**TASK DIRECTIONS**: Reproduce the items unchanged from the first line up to and including the line containing "M 477 227 L". Omit the pictures from your copy.

**DATA LISTING**:
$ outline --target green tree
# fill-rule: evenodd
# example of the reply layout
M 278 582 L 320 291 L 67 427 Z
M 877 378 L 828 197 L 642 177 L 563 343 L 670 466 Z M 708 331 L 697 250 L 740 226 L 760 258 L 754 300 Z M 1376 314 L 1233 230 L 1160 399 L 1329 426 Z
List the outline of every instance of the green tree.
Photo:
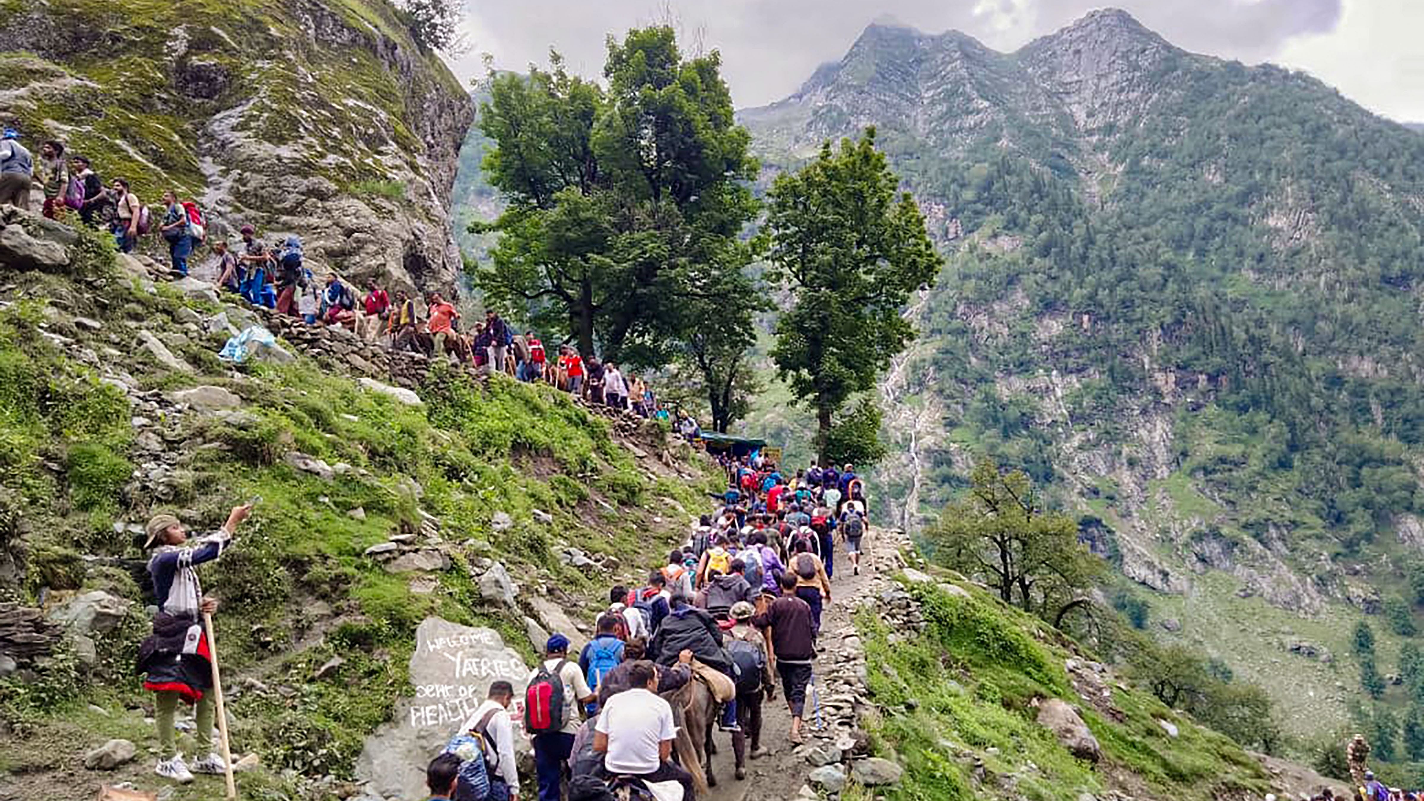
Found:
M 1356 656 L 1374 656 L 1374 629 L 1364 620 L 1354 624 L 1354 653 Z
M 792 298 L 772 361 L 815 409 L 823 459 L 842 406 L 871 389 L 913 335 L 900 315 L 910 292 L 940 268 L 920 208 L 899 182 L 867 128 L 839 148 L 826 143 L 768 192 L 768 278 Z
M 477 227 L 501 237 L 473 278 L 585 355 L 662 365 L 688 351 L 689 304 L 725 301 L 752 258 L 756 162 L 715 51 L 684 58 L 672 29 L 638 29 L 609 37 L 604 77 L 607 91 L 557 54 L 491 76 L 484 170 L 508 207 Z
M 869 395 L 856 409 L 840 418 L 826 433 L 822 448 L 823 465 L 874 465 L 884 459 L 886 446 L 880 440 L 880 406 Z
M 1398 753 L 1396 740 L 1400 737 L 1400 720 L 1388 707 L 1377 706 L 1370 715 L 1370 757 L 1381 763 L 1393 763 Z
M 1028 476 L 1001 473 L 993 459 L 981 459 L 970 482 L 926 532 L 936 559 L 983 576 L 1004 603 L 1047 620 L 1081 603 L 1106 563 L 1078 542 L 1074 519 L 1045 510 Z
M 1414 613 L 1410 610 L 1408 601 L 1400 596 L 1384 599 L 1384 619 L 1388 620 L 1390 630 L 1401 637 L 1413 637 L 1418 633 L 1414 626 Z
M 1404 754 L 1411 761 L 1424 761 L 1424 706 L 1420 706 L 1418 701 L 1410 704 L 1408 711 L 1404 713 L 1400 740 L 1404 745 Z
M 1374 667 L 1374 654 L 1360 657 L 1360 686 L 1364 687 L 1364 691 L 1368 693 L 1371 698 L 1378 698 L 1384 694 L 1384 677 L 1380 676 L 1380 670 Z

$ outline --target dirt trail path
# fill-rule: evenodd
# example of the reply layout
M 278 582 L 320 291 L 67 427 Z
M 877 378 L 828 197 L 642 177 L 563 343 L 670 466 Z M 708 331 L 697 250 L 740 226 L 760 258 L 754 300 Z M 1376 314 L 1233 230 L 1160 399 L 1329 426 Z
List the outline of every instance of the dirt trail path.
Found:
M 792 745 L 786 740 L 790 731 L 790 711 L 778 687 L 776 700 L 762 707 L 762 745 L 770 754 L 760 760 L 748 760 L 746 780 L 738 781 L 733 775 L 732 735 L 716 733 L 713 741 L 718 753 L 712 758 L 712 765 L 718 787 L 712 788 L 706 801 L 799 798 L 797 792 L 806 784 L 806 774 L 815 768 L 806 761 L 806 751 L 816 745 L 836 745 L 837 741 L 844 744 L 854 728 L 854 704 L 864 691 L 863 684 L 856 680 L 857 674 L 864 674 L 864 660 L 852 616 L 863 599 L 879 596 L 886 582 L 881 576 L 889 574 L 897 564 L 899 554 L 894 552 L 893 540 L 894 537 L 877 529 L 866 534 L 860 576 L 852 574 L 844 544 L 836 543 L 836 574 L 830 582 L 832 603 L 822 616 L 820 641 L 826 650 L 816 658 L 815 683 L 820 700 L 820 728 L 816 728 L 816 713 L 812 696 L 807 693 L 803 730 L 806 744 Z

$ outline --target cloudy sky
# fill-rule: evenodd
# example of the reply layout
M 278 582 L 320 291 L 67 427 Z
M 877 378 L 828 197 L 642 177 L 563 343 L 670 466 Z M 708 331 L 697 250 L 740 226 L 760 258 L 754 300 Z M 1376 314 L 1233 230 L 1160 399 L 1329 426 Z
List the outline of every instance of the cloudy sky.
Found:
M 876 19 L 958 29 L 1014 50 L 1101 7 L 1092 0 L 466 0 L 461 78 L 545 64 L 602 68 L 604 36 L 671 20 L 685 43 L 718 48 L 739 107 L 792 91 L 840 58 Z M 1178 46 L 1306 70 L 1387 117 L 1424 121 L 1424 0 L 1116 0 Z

**FULL OUTPUT**:
$ outline --target green tree
# fill-rule: evenodd
# example of the reply layout
M 278 582 L 320 291 L 67 427 Z
M 877 378 L 828 197 L 642 177 L 563 343 L 670 466 Z M 708 331 L 697 250 L 740 226 L 760 258 L 754 300 Z M 1376 314 L 1233 230 L 1160 399 L 1329 426 Z
List the outline of every instance of the green tree.
Photo:
Found:
M 1356 656 L 1374 656 L 1374 629 L 1364 620 L 1354 624 L 1354 653 Z
M 792 298 L 772 361 L 815 409 L 823 459 L 842 406 L 871 389 L 913 335 L 900 315 L 910 292 L 940 268 L 920 208 L 899 182 L 867 128 L 839 148 L 826 143 L 768 192 L 768 278 Z
M 477 227 L 501 237 L 473 278 L 585 355 L 662 365 L 688 351 L 689 304 L 725 301 L 752 258 L 756 162 L 715 51 L 684 58 L 672 29 L 638 29 L 609 37 L 604 77 L 607 91 L 557 54 L 491 76 L 484 170 L 508 207 Z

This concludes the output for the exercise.